Photo-based referring expression data:
################
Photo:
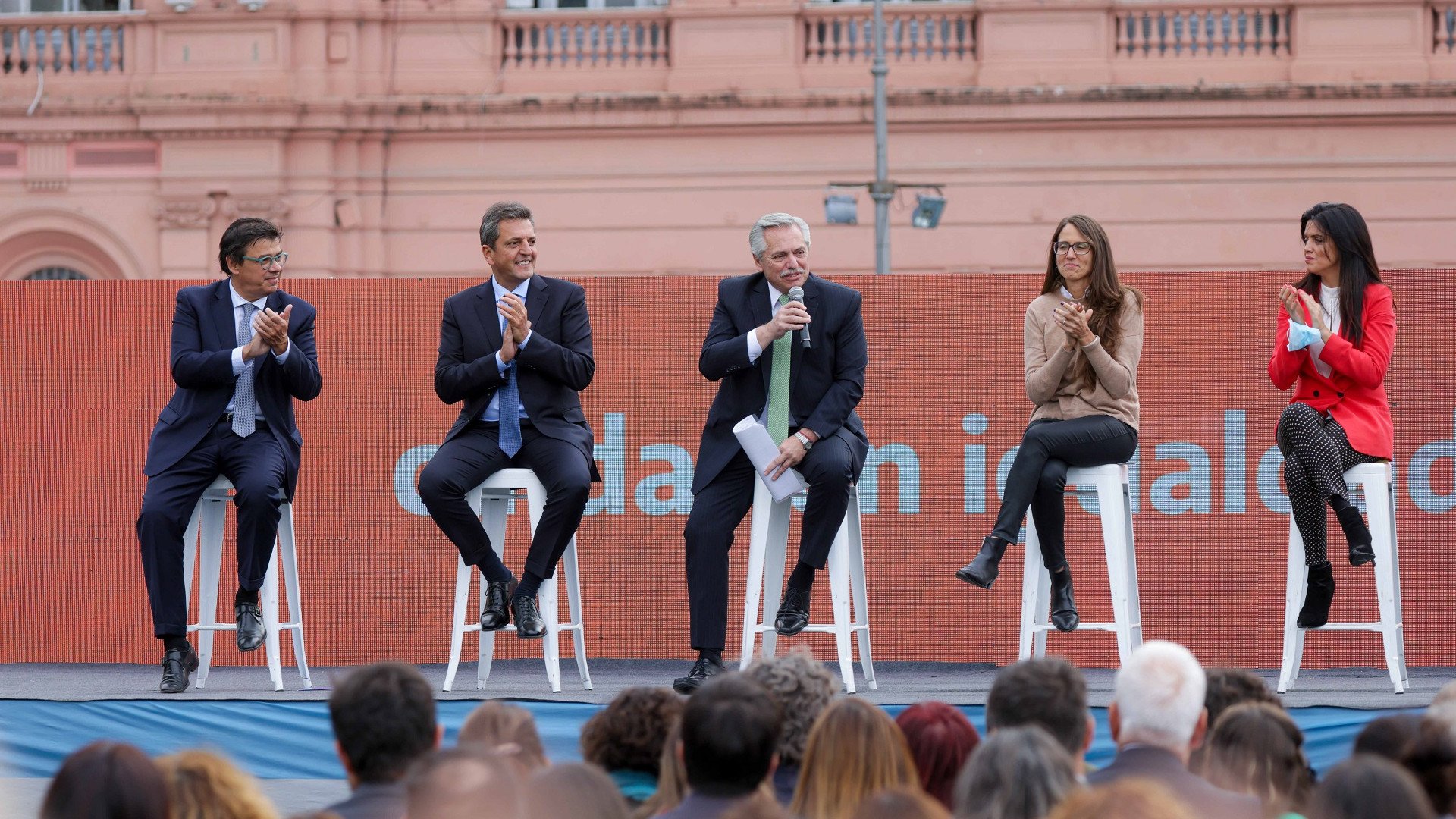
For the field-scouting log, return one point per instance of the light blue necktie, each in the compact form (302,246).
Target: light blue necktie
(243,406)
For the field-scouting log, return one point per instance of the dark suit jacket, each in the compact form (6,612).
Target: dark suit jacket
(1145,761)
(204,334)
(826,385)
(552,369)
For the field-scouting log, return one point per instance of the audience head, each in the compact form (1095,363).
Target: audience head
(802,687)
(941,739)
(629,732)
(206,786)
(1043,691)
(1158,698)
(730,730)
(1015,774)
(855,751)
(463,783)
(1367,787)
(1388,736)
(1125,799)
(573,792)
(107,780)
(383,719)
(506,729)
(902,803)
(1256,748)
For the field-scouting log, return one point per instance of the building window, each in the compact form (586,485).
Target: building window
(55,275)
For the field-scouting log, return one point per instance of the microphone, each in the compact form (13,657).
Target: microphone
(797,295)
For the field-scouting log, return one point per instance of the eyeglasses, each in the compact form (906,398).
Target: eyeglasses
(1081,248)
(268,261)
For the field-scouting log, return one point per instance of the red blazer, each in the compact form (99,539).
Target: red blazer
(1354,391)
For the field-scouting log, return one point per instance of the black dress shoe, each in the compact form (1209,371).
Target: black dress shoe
################
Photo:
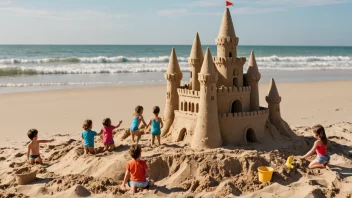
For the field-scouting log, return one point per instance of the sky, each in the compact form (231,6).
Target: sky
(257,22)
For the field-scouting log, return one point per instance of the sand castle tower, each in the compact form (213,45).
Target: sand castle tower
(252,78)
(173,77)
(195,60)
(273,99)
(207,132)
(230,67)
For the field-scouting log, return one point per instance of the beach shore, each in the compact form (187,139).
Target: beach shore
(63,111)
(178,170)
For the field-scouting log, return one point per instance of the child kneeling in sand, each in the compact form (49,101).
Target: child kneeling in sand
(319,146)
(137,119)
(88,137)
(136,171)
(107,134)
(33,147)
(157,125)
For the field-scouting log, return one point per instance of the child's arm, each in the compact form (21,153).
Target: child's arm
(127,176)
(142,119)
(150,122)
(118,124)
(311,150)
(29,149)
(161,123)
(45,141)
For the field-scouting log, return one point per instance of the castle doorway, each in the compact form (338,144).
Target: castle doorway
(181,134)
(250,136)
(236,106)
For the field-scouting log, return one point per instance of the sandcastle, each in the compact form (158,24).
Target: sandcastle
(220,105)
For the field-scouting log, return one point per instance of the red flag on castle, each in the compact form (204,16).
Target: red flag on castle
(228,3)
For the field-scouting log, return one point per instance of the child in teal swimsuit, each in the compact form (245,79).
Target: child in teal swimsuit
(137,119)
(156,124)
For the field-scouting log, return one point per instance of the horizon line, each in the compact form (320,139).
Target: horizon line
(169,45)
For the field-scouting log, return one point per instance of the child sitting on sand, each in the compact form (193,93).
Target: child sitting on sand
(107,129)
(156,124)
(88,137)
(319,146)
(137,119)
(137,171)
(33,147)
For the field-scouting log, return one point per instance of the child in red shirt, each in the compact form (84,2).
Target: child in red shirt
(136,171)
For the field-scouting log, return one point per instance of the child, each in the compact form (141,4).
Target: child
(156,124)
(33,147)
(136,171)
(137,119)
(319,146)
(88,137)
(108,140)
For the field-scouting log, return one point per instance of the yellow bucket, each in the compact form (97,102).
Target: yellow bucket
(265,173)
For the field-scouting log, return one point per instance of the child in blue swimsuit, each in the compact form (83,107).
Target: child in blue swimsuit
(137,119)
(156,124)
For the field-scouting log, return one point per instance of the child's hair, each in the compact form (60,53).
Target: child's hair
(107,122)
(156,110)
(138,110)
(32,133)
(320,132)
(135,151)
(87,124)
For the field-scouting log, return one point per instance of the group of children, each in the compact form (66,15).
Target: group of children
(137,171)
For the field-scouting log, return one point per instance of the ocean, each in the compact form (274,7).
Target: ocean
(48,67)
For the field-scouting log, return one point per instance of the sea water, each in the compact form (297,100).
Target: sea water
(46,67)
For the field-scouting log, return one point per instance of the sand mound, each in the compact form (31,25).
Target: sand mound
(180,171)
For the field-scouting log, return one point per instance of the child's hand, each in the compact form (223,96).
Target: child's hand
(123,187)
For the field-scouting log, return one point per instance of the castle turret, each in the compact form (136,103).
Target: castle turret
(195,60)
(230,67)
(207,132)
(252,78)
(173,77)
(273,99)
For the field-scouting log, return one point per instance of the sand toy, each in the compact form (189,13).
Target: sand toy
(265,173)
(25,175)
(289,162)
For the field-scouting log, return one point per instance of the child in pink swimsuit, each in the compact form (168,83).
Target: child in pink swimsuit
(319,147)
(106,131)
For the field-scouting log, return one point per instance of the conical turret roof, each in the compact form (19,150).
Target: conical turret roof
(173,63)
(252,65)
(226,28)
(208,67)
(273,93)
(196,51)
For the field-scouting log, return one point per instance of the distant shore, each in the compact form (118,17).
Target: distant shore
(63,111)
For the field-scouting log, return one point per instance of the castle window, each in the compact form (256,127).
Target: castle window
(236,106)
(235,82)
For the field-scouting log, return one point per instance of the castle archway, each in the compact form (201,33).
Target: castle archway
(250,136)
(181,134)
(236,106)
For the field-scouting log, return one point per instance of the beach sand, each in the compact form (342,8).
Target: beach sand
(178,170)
################
Each line of the data that has the string "shoe" should be returned.

▶ _SOLVED PROBLEM_
For the field-scouting log, return one point per instance of the black dress shoe, each in the compact form (1209,371).
Target: black dress shoe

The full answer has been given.